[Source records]
****
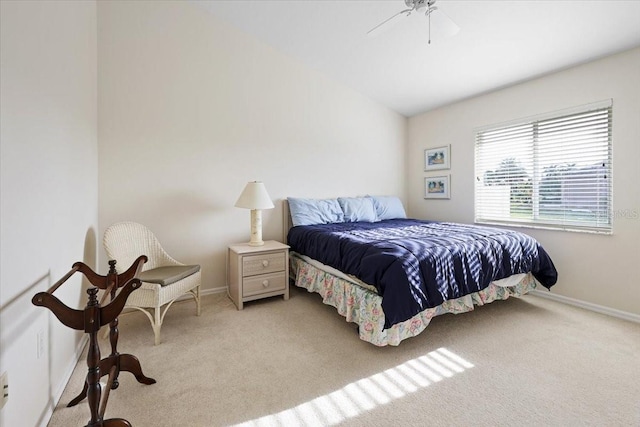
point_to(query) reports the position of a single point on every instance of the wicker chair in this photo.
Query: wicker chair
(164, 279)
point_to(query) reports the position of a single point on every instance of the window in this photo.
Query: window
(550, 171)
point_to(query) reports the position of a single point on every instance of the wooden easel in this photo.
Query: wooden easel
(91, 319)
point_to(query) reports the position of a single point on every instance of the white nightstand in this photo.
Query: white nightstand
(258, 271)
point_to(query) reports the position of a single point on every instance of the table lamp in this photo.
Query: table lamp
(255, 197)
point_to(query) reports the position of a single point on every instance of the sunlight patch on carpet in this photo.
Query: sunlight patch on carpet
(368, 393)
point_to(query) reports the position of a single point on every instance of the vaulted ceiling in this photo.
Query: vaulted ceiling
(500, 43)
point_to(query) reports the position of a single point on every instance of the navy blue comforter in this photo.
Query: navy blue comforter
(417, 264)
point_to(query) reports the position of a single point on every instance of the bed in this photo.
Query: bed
****
__Work to be completed__:
Every line from the one with "Query: navy blue comforter" through the last line of the records above should be returned exactly, please, and no others.

__Answer space__:
Query: navy blue comforter
(417, 264)
point_to(query) reports the position of a single point on every instance of the bed in this photo.
Query: bed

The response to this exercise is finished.